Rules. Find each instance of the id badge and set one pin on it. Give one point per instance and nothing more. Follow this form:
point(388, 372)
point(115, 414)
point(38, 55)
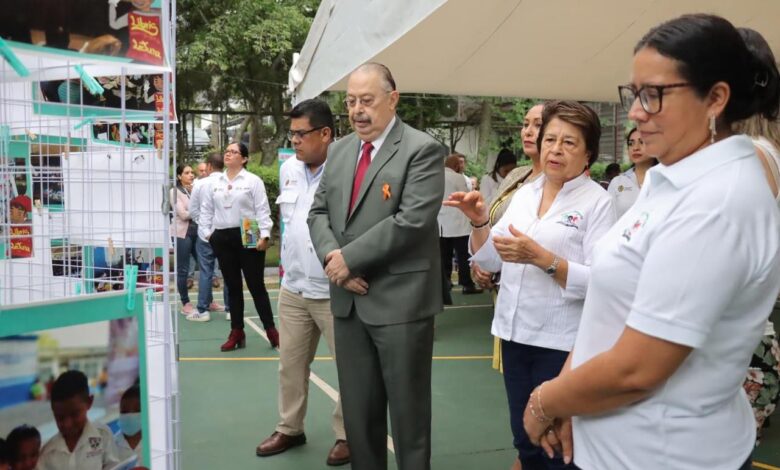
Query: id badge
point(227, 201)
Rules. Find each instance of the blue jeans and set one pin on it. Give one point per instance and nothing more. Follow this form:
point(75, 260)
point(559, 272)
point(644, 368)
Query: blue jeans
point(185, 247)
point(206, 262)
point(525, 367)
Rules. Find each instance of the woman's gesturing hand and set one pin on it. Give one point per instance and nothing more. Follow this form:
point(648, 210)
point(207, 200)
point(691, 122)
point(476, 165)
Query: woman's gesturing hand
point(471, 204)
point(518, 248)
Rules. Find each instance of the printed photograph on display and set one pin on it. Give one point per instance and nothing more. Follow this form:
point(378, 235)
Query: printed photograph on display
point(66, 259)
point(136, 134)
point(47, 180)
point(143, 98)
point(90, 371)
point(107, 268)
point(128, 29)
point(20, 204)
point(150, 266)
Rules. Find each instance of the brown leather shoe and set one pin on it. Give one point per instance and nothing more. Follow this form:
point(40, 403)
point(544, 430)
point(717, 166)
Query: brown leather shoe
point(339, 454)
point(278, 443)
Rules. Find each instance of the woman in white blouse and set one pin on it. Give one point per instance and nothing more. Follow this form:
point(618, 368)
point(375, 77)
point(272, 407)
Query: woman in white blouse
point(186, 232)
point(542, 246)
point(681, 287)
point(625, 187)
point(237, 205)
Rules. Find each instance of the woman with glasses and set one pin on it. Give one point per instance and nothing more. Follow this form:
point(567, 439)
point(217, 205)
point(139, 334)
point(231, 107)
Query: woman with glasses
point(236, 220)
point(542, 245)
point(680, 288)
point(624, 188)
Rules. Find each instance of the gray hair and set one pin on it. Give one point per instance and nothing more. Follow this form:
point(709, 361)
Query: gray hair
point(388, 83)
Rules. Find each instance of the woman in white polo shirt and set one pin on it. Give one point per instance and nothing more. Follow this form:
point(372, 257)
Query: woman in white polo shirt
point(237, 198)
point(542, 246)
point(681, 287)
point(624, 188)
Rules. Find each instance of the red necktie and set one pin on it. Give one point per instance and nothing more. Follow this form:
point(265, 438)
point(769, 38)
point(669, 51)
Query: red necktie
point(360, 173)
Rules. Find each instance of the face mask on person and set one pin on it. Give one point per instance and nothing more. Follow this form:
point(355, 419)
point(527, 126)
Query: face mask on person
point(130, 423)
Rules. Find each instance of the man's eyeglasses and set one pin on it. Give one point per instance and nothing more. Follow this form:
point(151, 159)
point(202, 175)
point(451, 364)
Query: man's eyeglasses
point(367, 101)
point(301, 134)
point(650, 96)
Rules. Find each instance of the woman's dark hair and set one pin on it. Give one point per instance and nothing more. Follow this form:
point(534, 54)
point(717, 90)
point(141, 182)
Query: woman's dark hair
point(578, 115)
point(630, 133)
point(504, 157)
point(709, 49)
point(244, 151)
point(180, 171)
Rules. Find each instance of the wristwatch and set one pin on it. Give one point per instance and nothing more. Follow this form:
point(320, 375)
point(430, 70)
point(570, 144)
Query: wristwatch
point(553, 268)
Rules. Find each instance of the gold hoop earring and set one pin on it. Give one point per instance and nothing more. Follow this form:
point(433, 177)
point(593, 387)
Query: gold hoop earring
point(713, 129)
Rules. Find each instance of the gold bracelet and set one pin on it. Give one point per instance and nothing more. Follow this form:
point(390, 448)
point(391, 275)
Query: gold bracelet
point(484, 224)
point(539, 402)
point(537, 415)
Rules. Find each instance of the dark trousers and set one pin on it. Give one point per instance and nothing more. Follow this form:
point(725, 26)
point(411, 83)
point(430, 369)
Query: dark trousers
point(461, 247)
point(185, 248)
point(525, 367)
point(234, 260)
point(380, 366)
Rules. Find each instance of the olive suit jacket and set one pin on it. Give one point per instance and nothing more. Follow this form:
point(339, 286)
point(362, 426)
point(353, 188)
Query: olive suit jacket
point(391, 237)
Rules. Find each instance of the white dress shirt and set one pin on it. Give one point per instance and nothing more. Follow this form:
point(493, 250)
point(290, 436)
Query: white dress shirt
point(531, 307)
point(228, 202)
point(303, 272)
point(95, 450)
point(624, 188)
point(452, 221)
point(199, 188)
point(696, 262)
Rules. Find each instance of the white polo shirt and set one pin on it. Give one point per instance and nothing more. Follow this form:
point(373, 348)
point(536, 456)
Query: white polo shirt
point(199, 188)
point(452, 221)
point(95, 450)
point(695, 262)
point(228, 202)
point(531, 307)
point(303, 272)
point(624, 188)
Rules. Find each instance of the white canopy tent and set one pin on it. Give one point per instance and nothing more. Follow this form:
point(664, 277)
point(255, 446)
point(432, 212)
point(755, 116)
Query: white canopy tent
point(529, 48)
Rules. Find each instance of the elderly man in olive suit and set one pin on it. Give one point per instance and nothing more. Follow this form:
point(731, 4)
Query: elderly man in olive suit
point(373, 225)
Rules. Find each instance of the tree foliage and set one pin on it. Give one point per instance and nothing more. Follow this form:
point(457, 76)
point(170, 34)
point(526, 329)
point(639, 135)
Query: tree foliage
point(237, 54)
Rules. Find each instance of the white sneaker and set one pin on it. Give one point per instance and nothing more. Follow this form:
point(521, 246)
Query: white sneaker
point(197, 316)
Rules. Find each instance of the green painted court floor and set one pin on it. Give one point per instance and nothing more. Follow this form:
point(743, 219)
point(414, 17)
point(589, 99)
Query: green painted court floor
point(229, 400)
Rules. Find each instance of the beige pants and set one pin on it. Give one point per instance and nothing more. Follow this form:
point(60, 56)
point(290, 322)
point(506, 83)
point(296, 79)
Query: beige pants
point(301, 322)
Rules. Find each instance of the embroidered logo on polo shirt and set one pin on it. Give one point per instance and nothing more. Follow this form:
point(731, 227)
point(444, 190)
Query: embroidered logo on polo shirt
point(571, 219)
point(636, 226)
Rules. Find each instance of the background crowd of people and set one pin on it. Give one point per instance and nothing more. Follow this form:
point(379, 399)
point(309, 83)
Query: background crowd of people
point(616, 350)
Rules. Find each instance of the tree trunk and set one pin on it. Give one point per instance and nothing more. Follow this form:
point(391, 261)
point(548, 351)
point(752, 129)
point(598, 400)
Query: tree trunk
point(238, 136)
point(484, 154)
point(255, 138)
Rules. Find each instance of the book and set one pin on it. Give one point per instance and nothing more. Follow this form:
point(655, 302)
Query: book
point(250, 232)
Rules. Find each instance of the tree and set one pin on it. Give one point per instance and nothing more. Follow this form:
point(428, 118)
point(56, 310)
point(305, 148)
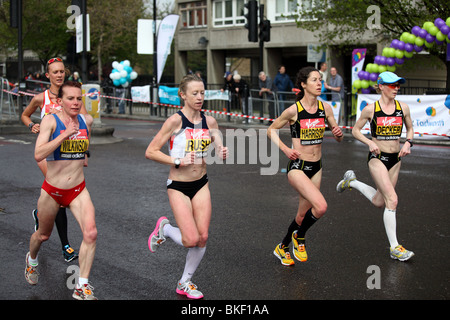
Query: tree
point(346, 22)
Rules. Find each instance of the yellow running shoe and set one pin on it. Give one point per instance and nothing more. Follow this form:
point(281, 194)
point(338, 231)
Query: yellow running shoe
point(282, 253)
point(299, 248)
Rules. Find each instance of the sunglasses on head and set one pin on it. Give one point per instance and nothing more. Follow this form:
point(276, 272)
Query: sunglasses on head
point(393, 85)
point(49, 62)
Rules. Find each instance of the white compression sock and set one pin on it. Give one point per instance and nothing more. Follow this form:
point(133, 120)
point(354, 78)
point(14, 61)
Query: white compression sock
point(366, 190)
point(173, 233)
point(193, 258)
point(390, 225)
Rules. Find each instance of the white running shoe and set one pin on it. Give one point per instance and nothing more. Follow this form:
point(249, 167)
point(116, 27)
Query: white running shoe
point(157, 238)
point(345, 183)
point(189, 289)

...

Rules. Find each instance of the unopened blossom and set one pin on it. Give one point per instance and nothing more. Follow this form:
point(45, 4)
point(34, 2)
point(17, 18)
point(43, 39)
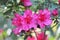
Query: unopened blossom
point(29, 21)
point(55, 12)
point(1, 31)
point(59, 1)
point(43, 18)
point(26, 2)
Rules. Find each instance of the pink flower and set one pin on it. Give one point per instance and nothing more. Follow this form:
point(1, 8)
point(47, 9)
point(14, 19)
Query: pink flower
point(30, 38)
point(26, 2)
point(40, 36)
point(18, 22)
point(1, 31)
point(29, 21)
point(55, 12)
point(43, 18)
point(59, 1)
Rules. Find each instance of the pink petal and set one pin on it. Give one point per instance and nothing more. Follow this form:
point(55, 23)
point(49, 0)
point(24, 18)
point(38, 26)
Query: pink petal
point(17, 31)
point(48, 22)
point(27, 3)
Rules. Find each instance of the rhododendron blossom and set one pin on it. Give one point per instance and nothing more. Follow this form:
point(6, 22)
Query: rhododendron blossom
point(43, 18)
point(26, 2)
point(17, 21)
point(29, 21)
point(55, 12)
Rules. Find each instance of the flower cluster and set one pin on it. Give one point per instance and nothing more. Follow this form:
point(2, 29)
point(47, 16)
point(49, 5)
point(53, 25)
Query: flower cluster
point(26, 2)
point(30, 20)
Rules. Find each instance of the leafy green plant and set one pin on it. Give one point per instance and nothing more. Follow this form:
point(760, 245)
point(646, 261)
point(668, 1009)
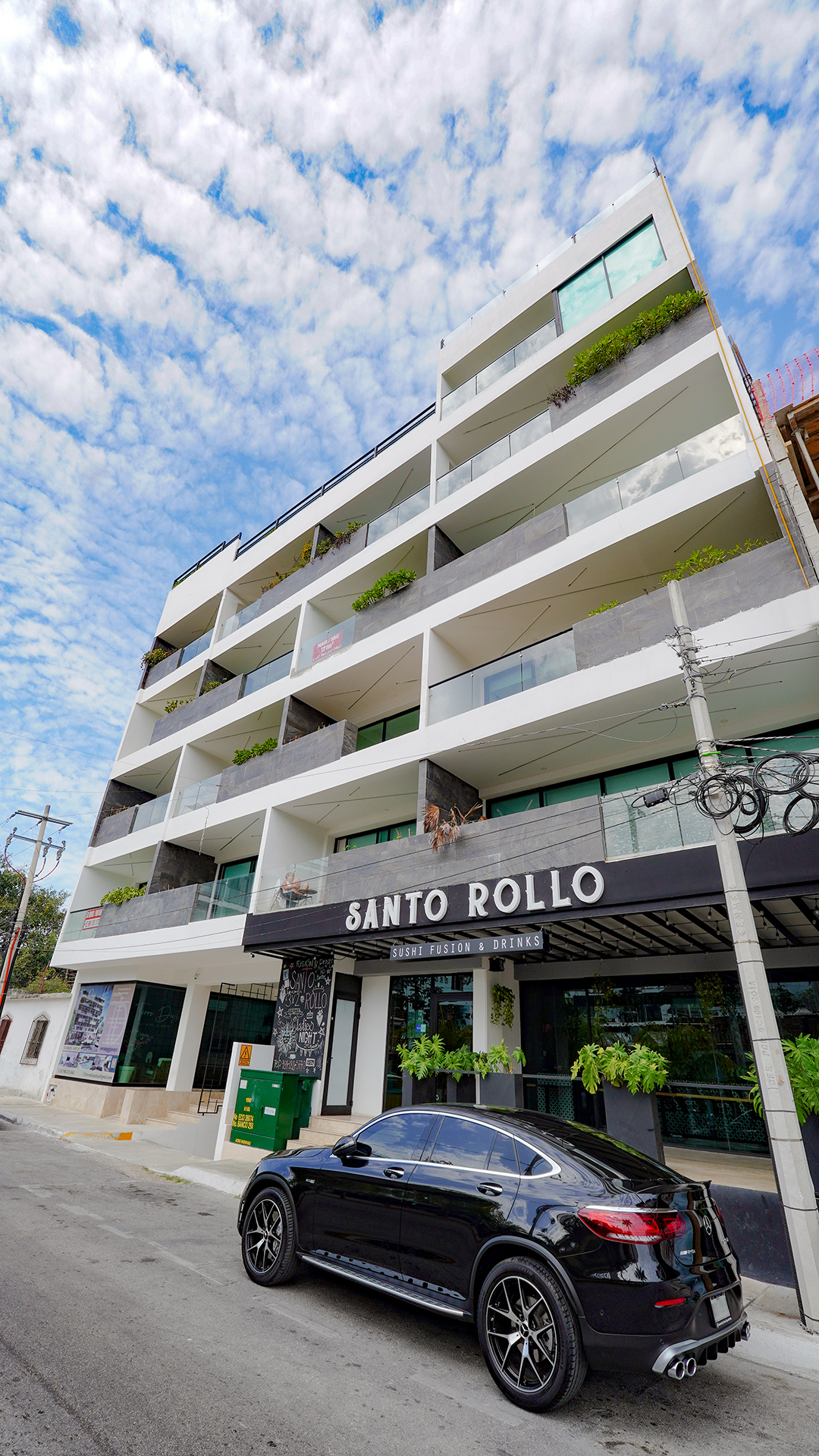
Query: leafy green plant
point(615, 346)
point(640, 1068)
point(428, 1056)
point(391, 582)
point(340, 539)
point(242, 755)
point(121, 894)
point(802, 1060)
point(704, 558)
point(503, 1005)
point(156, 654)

==

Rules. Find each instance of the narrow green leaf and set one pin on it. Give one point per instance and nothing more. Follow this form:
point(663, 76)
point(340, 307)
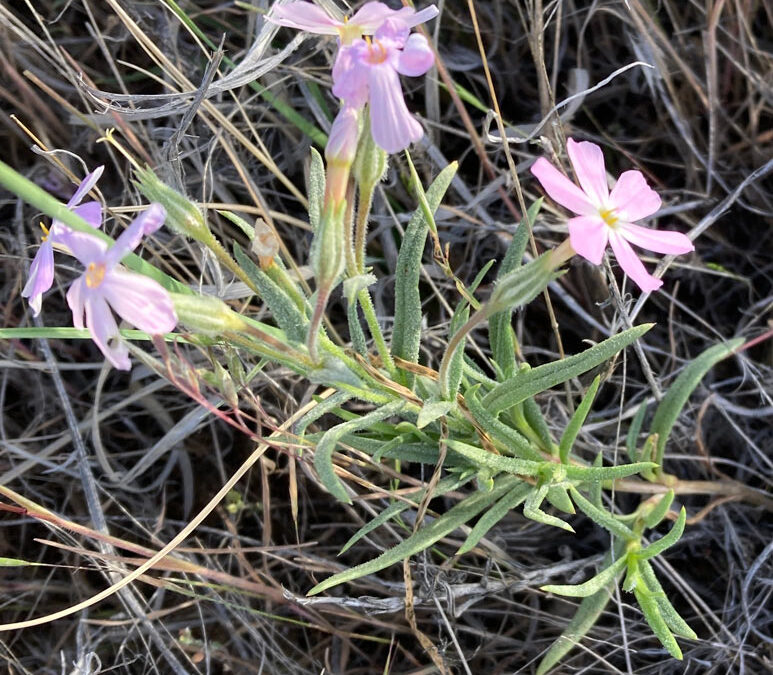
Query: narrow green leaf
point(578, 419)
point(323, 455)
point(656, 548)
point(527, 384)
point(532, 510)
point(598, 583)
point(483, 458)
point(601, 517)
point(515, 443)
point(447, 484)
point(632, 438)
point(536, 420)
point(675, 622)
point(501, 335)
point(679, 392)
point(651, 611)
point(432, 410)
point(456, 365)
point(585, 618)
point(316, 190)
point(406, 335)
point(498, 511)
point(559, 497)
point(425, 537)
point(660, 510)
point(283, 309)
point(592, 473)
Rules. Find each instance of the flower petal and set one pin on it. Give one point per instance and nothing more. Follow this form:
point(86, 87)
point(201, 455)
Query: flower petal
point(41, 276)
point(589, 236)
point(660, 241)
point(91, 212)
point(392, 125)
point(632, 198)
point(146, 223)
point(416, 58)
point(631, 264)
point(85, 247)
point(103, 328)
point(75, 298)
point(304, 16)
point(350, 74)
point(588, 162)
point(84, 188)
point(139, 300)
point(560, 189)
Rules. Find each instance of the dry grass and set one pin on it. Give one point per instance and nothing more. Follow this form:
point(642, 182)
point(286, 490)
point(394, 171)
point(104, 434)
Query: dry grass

- _Task instructions_
In the data above, which lines lie between the line with "Query: narrow green leaf" and the line with "point(642, 182)", inclusive? Print those lines exactly and nothing else.

- _Answer below_
Query: narrow green leaf
point(578, 419)
point(323, 455)
point(656, 548)
point(527, 384)
point(532, 510)
point(598, 583)
point(483, 458)
point(601, 517)
point(515, 443)
point(447, 484)
point(632, 438)
point(536, 420)
point(675, 622)
point(501, 335)
point(679, 392)
point(651, 611)
point(432, 410)
point(456, 365)
point(585, 618)
point(316, 190)
point(406, 335)
point(498, 511)
point(559, 497)
point(425, 537)
point(660, 510)
point(283, 309)
point(592, 473)
Rules. Find each instance of the flower petal and set one pin on it. Give one point per instance and nothing more. Follow this form:
point(86, 87)
point(201, 455)
Query: flower petal
point(41, 276)
point(589, 236)
point(660, 241)
point(91, 212)
point(392, 125)
point(632, 198)
point(146, 223)
point(416, 58)
point(631, 264)
point(85, 247)
point(103, 328)
point(75, 298)
point(304, 16)
point(350, 74)
point(588, 162)
point(84, 188)
point(139, 300)
point(560, 189)
Rules. Find each instance of the dry grass and set one pin on it. Give one point per instance and nothing more. Follow this form:
point(642, 182)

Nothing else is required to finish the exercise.